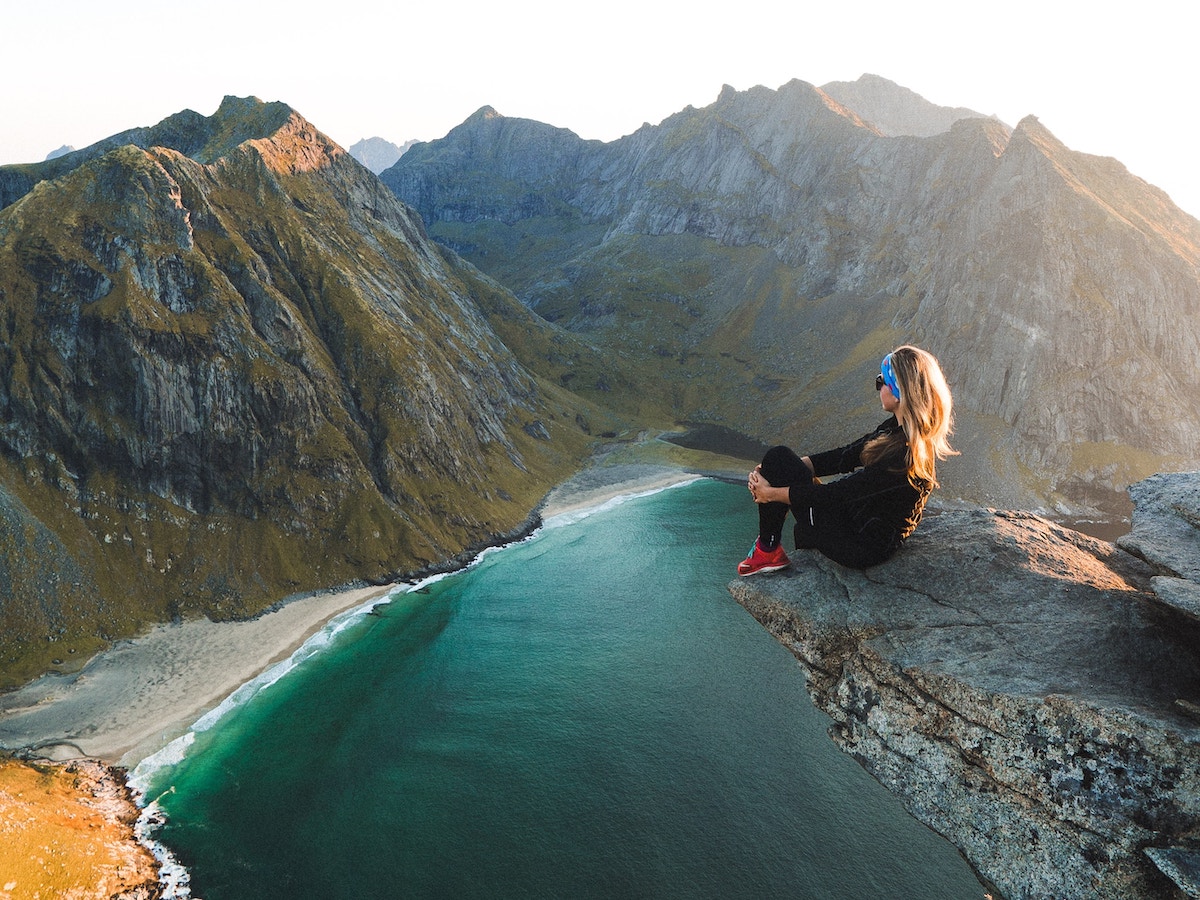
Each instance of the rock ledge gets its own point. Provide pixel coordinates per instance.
(1026, 690)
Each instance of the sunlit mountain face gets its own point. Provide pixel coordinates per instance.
(757, 257)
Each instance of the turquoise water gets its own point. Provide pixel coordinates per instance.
(585, 714)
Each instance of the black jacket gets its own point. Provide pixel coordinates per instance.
(862, 519)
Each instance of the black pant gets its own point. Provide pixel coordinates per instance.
(781, 468)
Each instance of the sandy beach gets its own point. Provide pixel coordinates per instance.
(139, 695)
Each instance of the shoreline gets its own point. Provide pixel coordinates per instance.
(132, 700)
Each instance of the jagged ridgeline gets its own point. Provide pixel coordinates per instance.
(233, 367)
(754, 259)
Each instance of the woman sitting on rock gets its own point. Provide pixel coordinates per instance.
(862, 519)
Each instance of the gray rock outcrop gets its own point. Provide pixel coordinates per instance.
(1026, 690)
(775, 244)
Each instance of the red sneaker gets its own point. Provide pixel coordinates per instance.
(761, 561)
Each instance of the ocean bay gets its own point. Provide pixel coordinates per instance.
(586, 713)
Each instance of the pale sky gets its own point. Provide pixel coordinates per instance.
(1110, 79)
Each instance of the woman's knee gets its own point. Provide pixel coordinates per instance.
(781, 466)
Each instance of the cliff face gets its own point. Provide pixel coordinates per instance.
(233, 366)
(754, 259)
(1027, 691)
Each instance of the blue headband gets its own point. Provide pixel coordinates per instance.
(889, 377)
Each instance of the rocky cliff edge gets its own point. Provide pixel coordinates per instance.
(1029, 691)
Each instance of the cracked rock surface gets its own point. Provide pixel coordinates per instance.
(1021, 688)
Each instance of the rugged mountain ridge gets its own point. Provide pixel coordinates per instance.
(233, 367)
(378, 154)
(775, 244)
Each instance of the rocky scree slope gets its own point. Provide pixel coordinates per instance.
(751, 261)
(1027, 691)
(233, 367)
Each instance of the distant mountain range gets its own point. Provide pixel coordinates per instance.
(234, 365)
(378, 154)
(754, 259)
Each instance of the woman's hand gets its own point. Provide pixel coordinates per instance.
(762, 491)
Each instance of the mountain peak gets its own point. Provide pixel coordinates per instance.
(894, 109)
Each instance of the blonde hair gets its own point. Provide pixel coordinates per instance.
(927, 411)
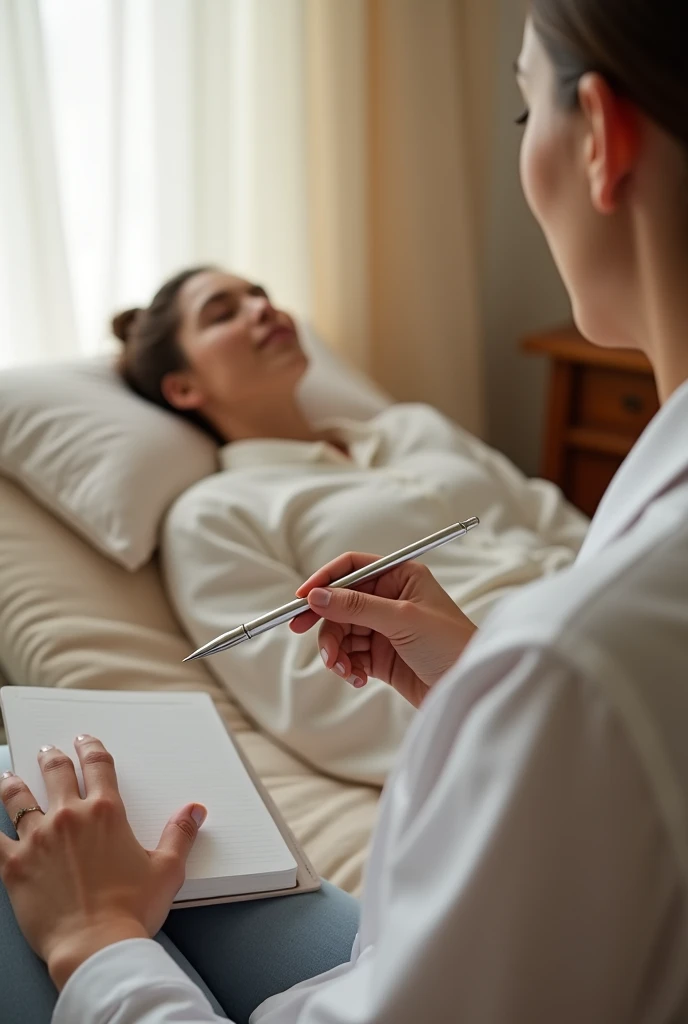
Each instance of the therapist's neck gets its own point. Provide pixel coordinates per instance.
(278, 419)
(662, 275)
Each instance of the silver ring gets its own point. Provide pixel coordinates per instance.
(22, 811)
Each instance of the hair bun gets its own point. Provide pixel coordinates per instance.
(124, 324)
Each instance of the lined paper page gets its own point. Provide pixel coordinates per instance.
(169, 750)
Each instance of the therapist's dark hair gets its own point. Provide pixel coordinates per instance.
(152, 347)
(638, 45)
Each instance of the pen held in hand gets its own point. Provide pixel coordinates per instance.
(288, 611)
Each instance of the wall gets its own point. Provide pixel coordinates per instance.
(521, 290)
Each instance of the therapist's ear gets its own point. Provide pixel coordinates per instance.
(612, 140)
(180, 391)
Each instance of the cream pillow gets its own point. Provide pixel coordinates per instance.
(71, 617)
(110, 464)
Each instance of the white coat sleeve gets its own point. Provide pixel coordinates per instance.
(132, 982)
(222, 569)
(534, 882)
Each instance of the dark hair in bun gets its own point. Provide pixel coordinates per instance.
(639, 47)
(152, 348)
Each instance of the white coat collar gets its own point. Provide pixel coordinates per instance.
(657, 461)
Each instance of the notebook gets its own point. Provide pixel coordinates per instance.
(169, 749)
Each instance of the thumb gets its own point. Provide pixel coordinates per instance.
(356, 607)
(180, 832)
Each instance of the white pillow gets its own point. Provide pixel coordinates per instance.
(110, 464)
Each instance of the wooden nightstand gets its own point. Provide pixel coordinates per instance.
(600, 401)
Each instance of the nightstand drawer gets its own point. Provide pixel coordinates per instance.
(588, 475)
(613, 399)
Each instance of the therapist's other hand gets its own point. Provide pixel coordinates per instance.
(77, 878)
(401, 628)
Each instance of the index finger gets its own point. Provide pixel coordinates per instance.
(335, 569)
(97, 765)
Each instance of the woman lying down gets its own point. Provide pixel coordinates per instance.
(292, 495)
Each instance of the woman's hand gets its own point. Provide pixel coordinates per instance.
(401, 628)
(77, 878)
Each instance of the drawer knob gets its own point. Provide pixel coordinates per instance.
(633, 403)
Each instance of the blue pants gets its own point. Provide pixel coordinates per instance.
(239, 953)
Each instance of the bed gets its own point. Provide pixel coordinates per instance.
(87, 471)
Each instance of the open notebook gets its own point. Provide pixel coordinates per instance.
(169, 749)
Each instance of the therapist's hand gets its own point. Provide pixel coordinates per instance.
(401, 628)
(77, 878)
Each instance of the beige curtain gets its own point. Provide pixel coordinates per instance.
(399, 128)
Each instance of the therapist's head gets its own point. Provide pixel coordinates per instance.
(212, 347)
(604, 162)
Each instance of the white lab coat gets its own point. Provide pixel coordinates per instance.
(530, 861)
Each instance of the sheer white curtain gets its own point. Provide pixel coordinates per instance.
(179, 137)
(35, 304)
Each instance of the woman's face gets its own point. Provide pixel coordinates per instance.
(239, 348)
(574, 167)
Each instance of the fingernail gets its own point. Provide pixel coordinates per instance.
(199, 814)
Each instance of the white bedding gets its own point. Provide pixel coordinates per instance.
(70, 616)
(241, 542)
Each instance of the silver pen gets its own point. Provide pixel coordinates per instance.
(288, 611)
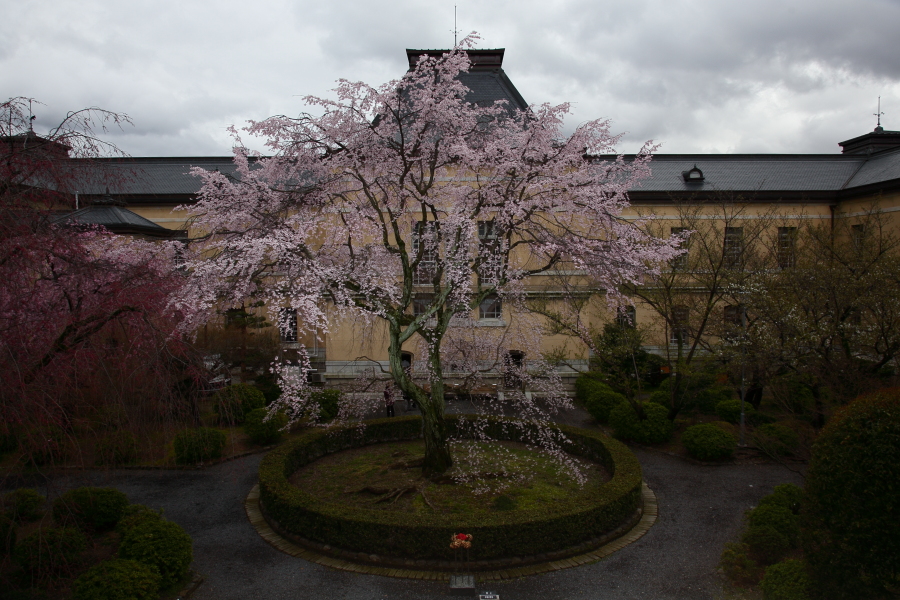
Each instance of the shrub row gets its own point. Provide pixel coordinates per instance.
(423, 536)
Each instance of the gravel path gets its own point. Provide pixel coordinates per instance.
(700, 508)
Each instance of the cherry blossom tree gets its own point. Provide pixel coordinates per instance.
(407, 204)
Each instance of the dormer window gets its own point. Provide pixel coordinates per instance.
(694, 175)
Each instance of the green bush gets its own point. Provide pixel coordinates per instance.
(778, 517)
(96, 509)
(587, 383)
(118, 579)
(730, 410)
(776, 438)
(655, 429)
(24, 505)
(160, 544)
(786, 495)
(234, 402)
(851, 529)
(327, 401)
(767, 545)
(739, 566)
(134, 515)
(600, 402)
(7, 534)
(262, 431)
(118, 448)
(786, 580)
(708, 442)
(198, 445)
(51, 551)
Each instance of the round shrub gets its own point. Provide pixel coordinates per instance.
(777, 517)
(776, 438)
(136, 514)
(24, 505)
(234, 402)
(738, 566)
(708, 442)
(600, 402)
(119, 448)
(655, 429)
(160, 544)
(198, 445)
(96, 509)
(851, 533)
(327, 401)
(767, 545)
(786, 495)
(7, 534)
(730, 410)
(118, 579)
(262, 431)
(50, 551)
(786, 580)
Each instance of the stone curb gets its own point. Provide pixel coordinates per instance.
(258, 520)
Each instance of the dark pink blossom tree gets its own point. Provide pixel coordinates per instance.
(408, 205)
----------
### To do:
Produce a verbatim copy of every entry, excluding pictures.

### Expected output:
Each instance of the rock ledge gets its own point. Provide pixel coordinates per instance.
(1026, 690)
Each instance of the sunlit mountain face gets its own point. Provide pixel coordinates per instance.
(757, 257)
Each instance of the turquoise water gets its own point. Provide pixel coordinates per instance.
(585, 714)
Each instance of the black jacket gets its own point. Provide pixel coordinates per instance.
(862, 519)
Each instance of the black pant gets its own point. Provide pixel coordinates per instance.
(781, 468)
Each instance of the sandy beach gets its own point. Provide pixel coordinates per instance.
(139, 695)
Each instance of the shoreline gets its own point. Provide pixel coordinates per instance.
(132, 700)
Each instance of the jagged ridgeline gets its own point. Provide pixel coordinates per instance.
(233, 367)
(754, 259)
Each instance of the woman sitting on rock gets its own point. Provide pixel coordinates per instance.
(862, 519)
Each instance of the gray rock outcrop gets its own point. Provide pixel coordinates per instance.
(1026, 690)
(775, 244)
Each instance of the red sneaker gets its own point. Provide pixel coordinates per instance.
(761, 561)
Each instance of the ocean bay gets its own point. Provide pixel coordinates per instance.
(586, 713)
Each instance of the pale sky gets its own point. Provide pixel coordinates per instance.
(1110, 79)
Each instance of the woman's knee gets its own point. Provide pixel coordinates per instance.
(781, 466)
Each instance of the cliff face gets its own point. Provide pixel coordinates per instance.
(233, 366)
(754, 259)
(1027, 691)
Each instance of the blue headband gets its own point. Provide pixel coordinates per instance.
(889, 377)
Each instance of the rocky cliff edge gets its own point. Provide pixel coordinates per instance.
(1029, 691)
Each instance of the cracked rock surface gets its own point. Provide pixel coordinates per instance.
(1021, 688)
Each instance of the rugged mountain ridge gets its own point. Provide pixel coordinates per instance.
(233, 367)
(378, 154)
(775, 244)
Each instance of the rocky scree slope gets its own point. Provide pixel coordinates per instance.
(751, 261)
(1027, 691)
(233, 367)
Each instance of the distant mountain range gets its own point. Provide pixel coordinates per instance.
(234, 365)
(378, 154)
(754, 259)
Each instance of the woman's hand gets its own point. Provide pixel coordinates per instance.
(762, 491)
Each instance of the mountain peak gets its own point. Provide pixel coordinates per instance.
(894, 109)
Each instance of the blonde hair gets its own point. Provide pixel coordinates per instance.
(927, 411)
Each instance of the therapist's neck gets its own point. Provide pixel coordinates per instance.
(278, 419)
(662, 275)
Each instance of the silver ring gets its own point. Provide pixel coordinates per instance.
(22, 811)
Each instance of the hair bun gets its own point. Provide pixel coordinates per instance.
(124, 324)
Each instance of the lined paper page gets its own point. Provide pixel coordinates per instance.
(169, 750)
Each instance of the therapist's dark hair gets its own point. Provide pixel coordinates per instance.
(152, 347)
(638, 45)
Each instance of the pen held in hand gets its own point. Provide pixel coordinates per instance.
(288, 611)
Each instance of the wall gets its own point. Provide pixel coordinates per instance.
(521, 290)
Each instance of the therapist's ear gets its own point. Provide pixel coordinates per instance.
(612, 140)
(180, 391)
Each instance of the cream pillow gets its own point. Provide pixel coordinates per instance.
(71, 617)
(110, 464)
Each instance of the white coat sleeve gets its own point. Provide pixel coordinates per instance.
(132, 982)
(222, 569)
(534, 882)
Each instance of the dark hair in bun gets its own point. Provide pixel coordinates per instance.
(639, 47)
(152, 348)
Each instance of the white coat collar gets its own point. Provide pixel coordinates per instance.
(657, 461)
Each instance of the notebook gets its own point. Provide pixel coordinates per instance.
(169, 749)
Each instance of the thumb gets its own point. Provide pixel coordinates per instance.
(356, 607)
(180, 832)
Each instance of the white pillow gets its own point. Provide pixel coordinates per instance.
(110, 464)
Each instance of the wooden nightstand gets its own point. Provide pixel coordinates per instance.
(600, 401)
Each instance of the nightstand drawer gets its own point. Provide pixel coordinates per instance.
(588, 475)
(613, 399)
Each instance of the therapist's other hand gets its own point. Provide pixel coordinates per instance.
(77, 878)
(401, 628)
Each instance of the index finger gets its own point. Provide pixel coordinates per instance.
(335, 569)
(97, 765)
Each instance of the woman lying down gets its own point. Provide pixel coordinates per instance.
(292, 495)
Each instance of the woman's hand gets its own point. Provide pixel coordinates per instance.
(401, 628)
(77, 878)
Each instance of the drawer knob gets its own point. Provide pixel coordinates per instance.
(633, 403)
Each instance of the blue pants gets its own point. Provide pixel coordinates per instance.
(239, 953)
Each instance of the bed gets its own point. Provide pixel coordinates per instance.
(87, 471)
Each instance of the open notebook gets its own point. Provide pixel coordinates per instance.
(169, 749)
Each instance of the therapist's hand gets its own point. Provide pixel coordinates per instance.
(401, 628)
(77, 878)
Each instance of the beige curtain gets its own point. Provide pixel coordinates per instance.
(399, 128)
Each instance of the therapist's head gets its own point. Provide pixel coordinates per instance.
(212, 347)
(604, 162)
Each instance of the white lab coat gets its own point. Provide pixel coordinates per instance.
(530, 861)
Each instance of the sheer white curtain gets its own point. Provide pixel coordinates per instance.
(179, 137)
(35, 304)
Each instance of the woman's face gets its own point. Provide pixel coordinates per instance.
(239, 348)
(574, 167)
Each instance of the fingernail gets its own point. Provide pixel coordinates per instance.
(199, 814)
Each instance of the white bedding gets its own point. Provide pixel coordinates per instance.
(70, 616)
(241, 542)
Each instance of the silver pen gets its own point. Provide pixel coordinates per instance.
(288, 611)
Each instance of the shrub row gets its own point. Provide pixel coordinates per instance.
(423, 536)
Each instance of the gravel path gets its own point. Provide pixel coordinates per instance.
(700, 508)
Each instance of the cherry blossom tree gets its own point. Provide pixel coordinates per instance.
(407, 204)
Each instance of the dormer window gets its own point. Provide pixel coordinates per instance.
(694, 175)
Each instance of the green bush gets its own point. Provide pixel coordinates per instance.
(778, 517)
(96, 509)
(587, 383)
(118, 579)
(730, 410)
(776, 438)
(655, 429)
(24, 505)
(160, 544)
(786, 495)
(234, 402)
(851, 529)
(327, 401)
(767, 545)
(739, 566)
(134, 515)
(600, 402)
(7, 534)
(262, 431)
(118, 448)
(786, 580)
(708, 442)
(198, 445)
(51, 551)
Each instance of the round shrub gets its own point. Provide pixel coordinates per instance.
(777, 517)
(776, 438)
(136, 514)
(24, 505)
(234, 402)
(738, 566)
(708, 442)
(600, 402)
(119, 448)
(655, 429)
(160, 544)
(198, 445)
(96, 509)
(851, 533)
(327, 401)
(767, 545)
(786, 495)
(7, 534)
(730, 410)
(118, 579)
(262, 431)
(50, 551)
(786, 580)
Each instance of the stone curb gets its own point. Provide pixel coordinates per instance.
(258, 520)
Each instance of the dark pink blossom tree gets its own point. Provide pixel coordinates per instance.
(408, 205)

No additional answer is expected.